Write out all of the records precisely. Skip anything that is a picture.

Segment Start: EXCERPTED RECORDS

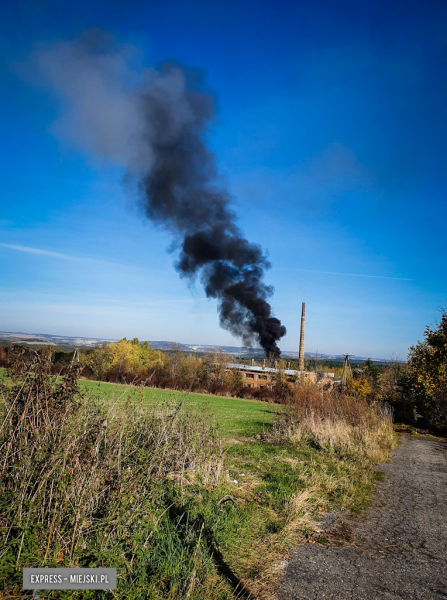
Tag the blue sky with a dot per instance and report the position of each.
(330, 135)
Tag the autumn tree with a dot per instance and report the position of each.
(427, 371)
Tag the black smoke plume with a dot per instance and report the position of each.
(155, 123)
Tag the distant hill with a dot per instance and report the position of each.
(37, 339)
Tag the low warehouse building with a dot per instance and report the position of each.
(264, 377)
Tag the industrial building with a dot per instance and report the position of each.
(260, 377)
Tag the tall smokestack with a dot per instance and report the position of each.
(301, 354)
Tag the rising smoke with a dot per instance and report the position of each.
(154, 124)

Segment End: EXCERPTED RECORDS

**REPLY:**
Tag the blue sky with a dot per instance and report the position of each.
(330, 135)
Tag the autumn tree with a dot per instance and report the position of each.
(427, 371)
Tag the black smoke plume with a dot per instance and report the position of each.
(155, 123)
Tag the distant hill with a dot per instance and report the position of each.
(37, 339)
Tag the low warehouse building with a dot per instance and report the position of each.
(264, 377)
Tag the industrial building with a dot per instance and report the position of each.
(260, 377)
Tag the tall smokestack with a dot per instance and report the position of each.
(301, 354)
Tag the rising smoke with a dot per instance and report the position of each.
(154, 124)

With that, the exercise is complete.